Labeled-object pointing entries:

---

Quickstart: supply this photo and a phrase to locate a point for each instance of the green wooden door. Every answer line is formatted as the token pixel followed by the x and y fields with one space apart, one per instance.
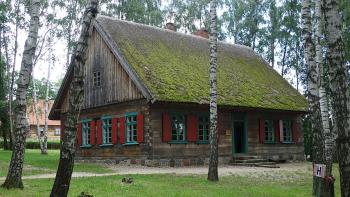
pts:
pixel 239 134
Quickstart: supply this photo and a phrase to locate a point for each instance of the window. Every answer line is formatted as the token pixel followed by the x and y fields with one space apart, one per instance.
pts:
pixel 269 133
pixel 131 126
pixel 203 128
pixel 85 133
pixel 287 131
pixel 178 130
pixel 97 79
pixel 107 130
pixel 57 131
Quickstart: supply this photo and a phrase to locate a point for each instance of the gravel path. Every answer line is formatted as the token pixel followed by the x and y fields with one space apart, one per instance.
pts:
pixel 285 172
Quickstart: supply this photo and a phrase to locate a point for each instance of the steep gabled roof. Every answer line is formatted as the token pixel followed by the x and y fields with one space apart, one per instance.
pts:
pixel 174 67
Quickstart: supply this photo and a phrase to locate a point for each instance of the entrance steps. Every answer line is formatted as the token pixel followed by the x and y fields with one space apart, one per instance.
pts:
pixel 252 161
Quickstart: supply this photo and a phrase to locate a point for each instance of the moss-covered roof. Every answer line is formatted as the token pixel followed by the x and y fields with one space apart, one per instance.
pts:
pixel 175 67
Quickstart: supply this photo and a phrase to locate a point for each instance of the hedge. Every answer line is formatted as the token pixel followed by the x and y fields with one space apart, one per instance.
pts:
pixel 35 145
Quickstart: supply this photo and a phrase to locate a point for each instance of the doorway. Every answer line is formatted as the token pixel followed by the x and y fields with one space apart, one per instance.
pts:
pixel 239 135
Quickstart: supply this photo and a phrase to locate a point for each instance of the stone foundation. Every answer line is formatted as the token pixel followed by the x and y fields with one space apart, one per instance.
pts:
pixel 173 162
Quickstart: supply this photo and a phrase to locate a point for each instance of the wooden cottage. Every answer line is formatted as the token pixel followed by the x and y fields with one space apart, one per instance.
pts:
pixel 147 95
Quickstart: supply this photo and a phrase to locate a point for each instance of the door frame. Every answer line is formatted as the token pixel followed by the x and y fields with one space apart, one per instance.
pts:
pixel 240 117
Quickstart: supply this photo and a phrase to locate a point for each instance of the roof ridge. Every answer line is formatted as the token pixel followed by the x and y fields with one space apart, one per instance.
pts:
pixel 174 32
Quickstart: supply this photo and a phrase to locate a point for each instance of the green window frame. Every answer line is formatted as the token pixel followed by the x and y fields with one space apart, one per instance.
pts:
pixel 203 128
pixel 107 130
pixel 178 128
pixel 269 131
pixel 85 133
pixel 286 130
pixel 131 128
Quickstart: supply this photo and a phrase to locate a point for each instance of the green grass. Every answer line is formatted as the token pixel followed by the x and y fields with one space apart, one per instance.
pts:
pixel 35 163
pixel 288 183
pixel 172 185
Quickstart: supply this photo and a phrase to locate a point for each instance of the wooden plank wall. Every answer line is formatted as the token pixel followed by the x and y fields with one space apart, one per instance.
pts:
pixel 118 150
pixel 273 151
pixel 116 85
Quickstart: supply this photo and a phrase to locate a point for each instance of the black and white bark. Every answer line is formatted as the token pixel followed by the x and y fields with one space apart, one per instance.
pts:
pixel 328 187
pixel 313 93
pixel 36 114
pixel 214 155
pixel 338 90
pixel 14 176
pixel 46 128
pixel 75 102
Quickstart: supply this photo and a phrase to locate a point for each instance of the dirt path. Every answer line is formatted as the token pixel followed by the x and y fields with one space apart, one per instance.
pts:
pixel 285 172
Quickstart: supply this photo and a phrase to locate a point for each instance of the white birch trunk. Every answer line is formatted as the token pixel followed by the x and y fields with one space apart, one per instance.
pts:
pixel 328 188
pixel 47 102
pixel 313 95
pixel 36 113
pixel 338 84
pixel 14 176
pixel 213 160
pixel 75 102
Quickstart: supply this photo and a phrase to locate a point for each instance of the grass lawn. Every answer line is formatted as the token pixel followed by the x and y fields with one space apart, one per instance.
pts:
pixel 289 184
pixel 171 185
pixel 35 163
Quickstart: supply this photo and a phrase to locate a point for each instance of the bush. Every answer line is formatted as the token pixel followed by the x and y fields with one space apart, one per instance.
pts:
pixel 36 145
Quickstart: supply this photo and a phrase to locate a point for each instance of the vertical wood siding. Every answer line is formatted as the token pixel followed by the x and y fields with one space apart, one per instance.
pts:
pixel 116 85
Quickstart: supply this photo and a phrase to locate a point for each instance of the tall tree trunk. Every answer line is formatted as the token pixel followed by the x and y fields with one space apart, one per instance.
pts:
pixel 313 96
pixel 14 176
pixel 284 57
pixel 214 155
pixel 328 188
pixel 76 97
pixel 8 68
pixel 36 113
pixel 47 101
pixel 17 10
pixel 338 89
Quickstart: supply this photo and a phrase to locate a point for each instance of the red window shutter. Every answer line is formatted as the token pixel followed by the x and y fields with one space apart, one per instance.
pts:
pixel 99 131
pixel 261 130
pixel 79 132
pixel 295 131
pixel 114 130
pixel 166 127
pixel 277 131
pixel 92 132
pixel 122 130
pixel 140 125
pixel 192 128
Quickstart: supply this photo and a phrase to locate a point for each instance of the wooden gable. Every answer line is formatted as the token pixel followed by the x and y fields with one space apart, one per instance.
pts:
pixel 115 83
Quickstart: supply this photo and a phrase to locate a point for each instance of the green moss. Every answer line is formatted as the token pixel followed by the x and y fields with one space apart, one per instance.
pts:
pixel 175 67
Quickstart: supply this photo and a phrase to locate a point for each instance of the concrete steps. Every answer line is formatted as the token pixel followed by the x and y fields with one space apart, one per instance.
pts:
pixel 252 161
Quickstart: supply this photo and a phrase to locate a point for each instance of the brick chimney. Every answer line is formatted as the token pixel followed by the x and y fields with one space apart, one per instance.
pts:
pixel 170 26
pixel 202 33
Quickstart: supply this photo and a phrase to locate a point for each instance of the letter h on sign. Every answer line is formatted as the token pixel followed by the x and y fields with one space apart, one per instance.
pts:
pixel 319 170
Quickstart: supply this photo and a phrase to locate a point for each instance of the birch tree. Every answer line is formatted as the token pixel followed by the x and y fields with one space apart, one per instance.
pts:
pixel 328 187
pixel 76 96
pixel 312 90
pixel 214 155
pixel 338 90
pixel 36 114
pixel 14 176
pixel 44 136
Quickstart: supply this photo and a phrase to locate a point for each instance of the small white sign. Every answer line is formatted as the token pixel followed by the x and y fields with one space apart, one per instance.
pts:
pixel 319 170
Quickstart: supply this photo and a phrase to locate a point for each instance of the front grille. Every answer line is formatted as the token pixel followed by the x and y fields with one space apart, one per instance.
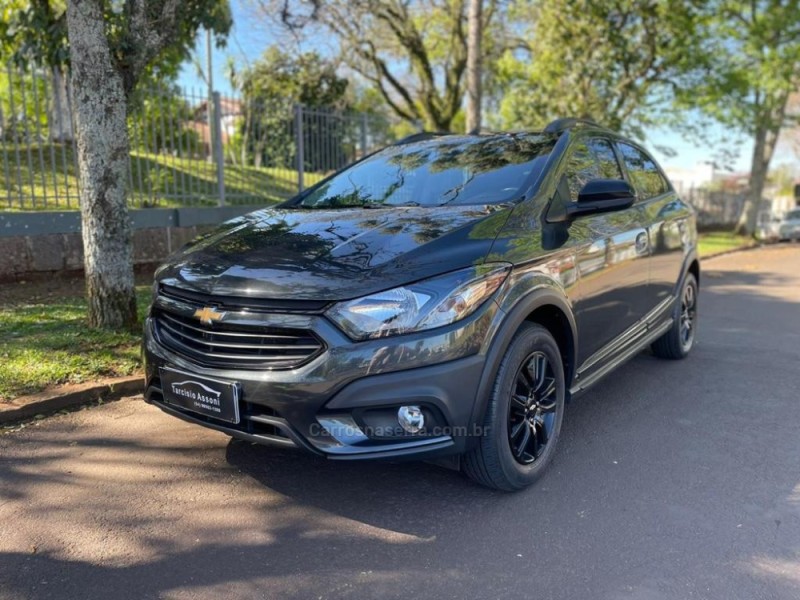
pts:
pixel 235 345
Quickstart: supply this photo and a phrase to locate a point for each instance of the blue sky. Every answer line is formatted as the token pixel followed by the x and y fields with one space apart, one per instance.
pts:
pixel 251 36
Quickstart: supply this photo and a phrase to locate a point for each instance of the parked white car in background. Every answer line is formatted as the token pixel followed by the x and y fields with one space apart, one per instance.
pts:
pixel 790 226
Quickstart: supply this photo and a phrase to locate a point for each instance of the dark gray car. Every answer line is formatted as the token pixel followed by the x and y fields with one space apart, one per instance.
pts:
pixel 442 297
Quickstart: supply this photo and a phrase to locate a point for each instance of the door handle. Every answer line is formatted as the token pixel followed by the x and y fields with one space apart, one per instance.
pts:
pixel 641 243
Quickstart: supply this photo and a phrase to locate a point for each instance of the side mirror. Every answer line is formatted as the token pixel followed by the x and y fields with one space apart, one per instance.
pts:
pixel 602 195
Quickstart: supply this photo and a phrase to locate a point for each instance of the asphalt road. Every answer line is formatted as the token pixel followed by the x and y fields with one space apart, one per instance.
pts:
pixel 673 480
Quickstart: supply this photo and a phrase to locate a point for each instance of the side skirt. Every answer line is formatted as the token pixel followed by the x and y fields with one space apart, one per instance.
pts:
pixel 629 352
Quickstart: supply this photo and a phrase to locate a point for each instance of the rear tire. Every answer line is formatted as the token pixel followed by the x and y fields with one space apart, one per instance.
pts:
pixel 677 342
pixel 523 416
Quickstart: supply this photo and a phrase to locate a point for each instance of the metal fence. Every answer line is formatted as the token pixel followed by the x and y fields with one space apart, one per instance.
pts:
pixel 715 208
pixel 188 148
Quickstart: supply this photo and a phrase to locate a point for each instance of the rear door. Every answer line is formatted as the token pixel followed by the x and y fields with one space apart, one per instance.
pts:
pixel 611 259
pixel 668 223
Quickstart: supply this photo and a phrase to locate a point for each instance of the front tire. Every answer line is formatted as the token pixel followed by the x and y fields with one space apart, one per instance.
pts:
pixel 677 342
pixel 524 414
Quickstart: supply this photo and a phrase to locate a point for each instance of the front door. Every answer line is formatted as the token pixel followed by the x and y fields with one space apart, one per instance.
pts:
pixel 612 253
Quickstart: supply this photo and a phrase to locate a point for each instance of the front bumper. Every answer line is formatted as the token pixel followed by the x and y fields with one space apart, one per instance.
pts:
pixel 331 405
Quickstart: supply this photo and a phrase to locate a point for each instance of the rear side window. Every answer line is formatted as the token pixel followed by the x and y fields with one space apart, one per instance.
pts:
pixel 590 159
pixel 645 176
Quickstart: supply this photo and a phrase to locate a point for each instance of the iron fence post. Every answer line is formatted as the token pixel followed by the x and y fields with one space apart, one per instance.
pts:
pixel 363 134
pixel 298 132
pixel 216 139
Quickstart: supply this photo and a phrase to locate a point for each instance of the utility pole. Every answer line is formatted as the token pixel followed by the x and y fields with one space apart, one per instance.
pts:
pixel 210 101
pixel 474 71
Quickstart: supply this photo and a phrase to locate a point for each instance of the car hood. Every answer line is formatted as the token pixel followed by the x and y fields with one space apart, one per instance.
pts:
pixel 333 254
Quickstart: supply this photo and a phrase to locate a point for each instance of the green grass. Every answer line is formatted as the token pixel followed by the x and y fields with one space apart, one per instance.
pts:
pixel 43 177
pixel 47 343
pixel 721 241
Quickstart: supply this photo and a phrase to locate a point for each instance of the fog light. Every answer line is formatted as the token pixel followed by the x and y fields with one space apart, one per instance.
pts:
pixel 411 418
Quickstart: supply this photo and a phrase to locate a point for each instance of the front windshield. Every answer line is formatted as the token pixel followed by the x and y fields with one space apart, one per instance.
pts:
pixel 445 170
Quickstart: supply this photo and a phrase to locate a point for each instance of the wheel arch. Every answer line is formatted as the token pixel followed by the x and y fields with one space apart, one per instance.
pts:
pixel 546 307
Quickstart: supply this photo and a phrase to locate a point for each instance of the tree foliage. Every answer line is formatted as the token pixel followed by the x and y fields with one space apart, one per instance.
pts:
pixel 271 89
pixel 616 62
pixel 754 68
pixel 414 53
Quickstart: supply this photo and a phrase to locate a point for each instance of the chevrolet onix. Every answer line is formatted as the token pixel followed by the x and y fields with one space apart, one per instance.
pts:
pixel 442 297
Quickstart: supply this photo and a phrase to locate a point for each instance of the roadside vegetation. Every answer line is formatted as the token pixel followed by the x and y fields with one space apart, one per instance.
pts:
pixel 45 342
pixel 155 180
pixel 714 242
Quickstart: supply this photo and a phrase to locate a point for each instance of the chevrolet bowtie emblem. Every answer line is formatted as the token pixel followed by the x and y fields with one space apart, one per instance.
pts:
pixel 208 315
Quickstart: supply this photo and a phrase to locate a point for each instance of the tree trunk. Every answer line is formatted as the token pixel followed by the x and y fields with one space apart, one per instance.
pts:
pixel 59 120
pixel 767 132
pixel 475 26
pixel 99 105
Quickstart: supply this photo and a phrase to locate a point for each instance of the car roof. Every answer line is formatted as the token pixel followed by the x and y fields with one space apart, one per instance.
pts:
pixel 555 128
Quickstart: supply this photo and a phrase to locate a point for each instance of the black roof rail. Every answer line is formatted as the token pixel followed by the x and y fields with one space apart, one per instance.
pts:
pixel 418 137
pixel 564 123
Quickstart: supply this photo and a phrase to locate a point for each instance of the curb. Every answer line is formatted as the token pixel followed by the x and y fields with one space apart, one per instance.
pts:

---

§ Task statement: Extract every line from the one with "the car roof." down to the final line above, both included, exactly as written.

§ The response:
Quickstart: supply this photo and a phrase to locate a point for each instance of the car roof. Every answer line is formatted as the token pixel followed by the x and y fields with one space apart, one per instance.
pts:
pixel 555 128
Quickstart: supply this photo and a phrase to locate a point for each instance of the black roof rail. Every answer line is formatted as the token pixel followed by the x and y fields with one space apart, one per instance.
pts:
pixel 418 137
pixel 564 123
Quickstart: supply this photo and a phrase to locate a point for each instance of the curb. Every answer line is formatted as the token pixel followed by the x and y fields with one space apart, one per instance.
pts:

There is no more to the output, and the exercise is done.